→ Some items
/---
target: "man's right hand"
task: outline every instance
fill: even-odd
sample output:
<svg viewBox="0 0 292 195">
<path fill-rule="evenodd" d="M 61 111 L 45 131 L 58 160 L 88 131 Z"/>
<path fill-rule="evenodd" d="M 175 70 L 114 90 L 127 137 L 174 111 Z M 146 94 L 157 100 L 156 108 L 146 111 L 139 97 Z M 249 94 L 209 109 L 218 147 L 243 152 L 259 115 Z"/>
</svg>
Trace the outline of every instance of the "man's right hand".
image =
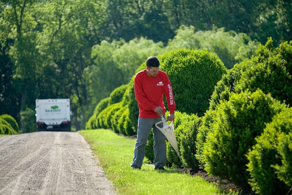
\---
/---
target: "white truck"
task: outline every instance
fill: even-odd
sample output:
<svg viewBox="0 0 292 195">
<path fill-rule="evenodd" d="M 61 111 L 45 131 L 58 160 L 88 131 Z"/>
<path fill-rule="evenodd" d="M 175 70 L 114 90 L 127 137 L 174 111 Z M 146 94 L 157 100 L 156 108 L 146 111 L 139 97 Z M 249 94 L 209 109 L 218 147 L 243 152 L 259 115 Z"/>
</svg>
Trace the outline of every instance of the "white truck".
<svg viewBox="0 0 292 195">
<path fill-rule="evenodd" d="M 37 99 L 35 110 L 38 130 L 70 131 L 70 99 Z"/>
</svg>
\---
Which lines in the items above contain the string "right"? Report each of those lines in full.

target: "man's right hand"
Trace the outline of every instance of the "man's right hand".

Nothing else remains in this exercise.